#### [Source text]

Who Is the Surgeon Now: Human Hands or Machine Minds? Artificial Intelligence in Orthopedics from Diagnosis to Follow-Up—A Structured Narrative Review

Yapıcı, FURKAN

doi:10.3390/jcm15062165

Who Is the Surgeon Now: Human Hands or Machine Minds? Artificial Intelligence in Orthopedics from Diagnosis to Follow-Up—A Structured Narrative Review

Yapıcı F.

Journal of Clinical Medicine, cilt.15, sa.6, 2026 (SCI-Expanded, Scopus)

Yayın Türü: Makale / Derleme
Cilt numarası: 15 Sayı: 6
Basım Tarihi: 2026
Doi Numarası: 10.3390/jcm15062165
Dergi Adı: Journal of Clinical Medicine
Derginin Tarandığı İndeksler: Science Citation Index Expanded (SCI-EXPANDED), Scopus, EMBASE
Anahtar Kelimeler: artificial intelligence (AI), deep learning (DL), fracture detection, generative AI (GAI), machine learning (ML), musculoskeletal imaging, natural language processing (NLP), orthopedics, perioperative risk prediction, radiomics
Açık Arşiv Koleksiyonu: AVESİS Açık Erişim Koleksiyonu
Erzincan Binali Yıldırım Üniversitesi Adresli: Evet

Özet

Background: Artificial intelligence (AI) is transitioning from proof-of-concept prototypes to clinically utilized tools in orthopedics. The key translational question is whether AI will replace surgeons or, more realistically, augment human expertise. Methods: A structured narrative review was conducted using PubMed/MEDLINE, Web of Science, and Google Scholar (completed 31 January 2026). Peer-reviewed English-language studies that utilized AI for orthopedic clinical problems were eligible. To synthesize the 73 included papers without forced quantitative pooling, evidence was qualitatively charted and organized using a four-axis framework: clinical task, data modality, validation maturity, and intended user/setting. Results: The evidence base was dominated by retrospective, imaging-centered AI studies (predominantly LOE III). Radiograph-based fracture detection and automated measurements were frequently reported to achieve high discrimination, though performance degraded in complex or “edge” cases. Predictive models for arthroplasty and spine outcomes demonstrated variable actionability and inconsistent reporting of calibration. Common translational barriers across subspecialties included limited external validation, dataset shift, and a scarcity of prospective impact studies. Conclusions: Current evidence supports an augmentation paradigm rather than a replacement paradigm. AI acts as a “co-surgeon,” improving triage and standardizing quantification. However, safe clinical translation requires representative external validation, rigorous failure analysis, and human-in-the-loop workflows where surgeons retain ultimate accountability.

#### [Required action]
According to the orthopedics AI review, how many papers were included in the synthesis?

Entries from a collection:
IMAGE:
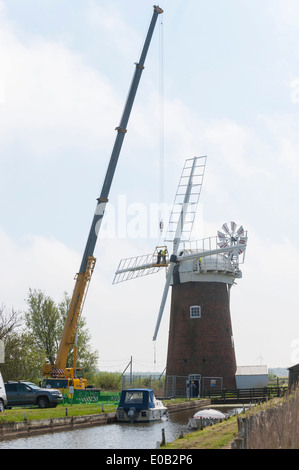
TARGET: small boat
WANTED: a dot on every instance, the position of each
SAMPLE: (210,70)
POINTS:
(139,405)
(209,413)
(205,417)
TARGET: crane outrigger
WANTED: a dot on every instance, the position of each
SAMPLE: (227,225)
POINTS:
(74,375)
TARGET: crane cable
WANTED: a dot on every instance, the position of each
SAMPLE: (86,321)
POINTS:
(161,125)
(161,139)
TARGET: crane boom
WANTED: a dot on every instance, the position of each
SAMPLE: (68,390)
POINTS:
(88,261)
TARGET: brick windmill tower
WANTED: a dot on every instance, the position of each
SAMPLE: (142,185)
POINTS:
(200,343)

#### [Solved exercise]
73 papers.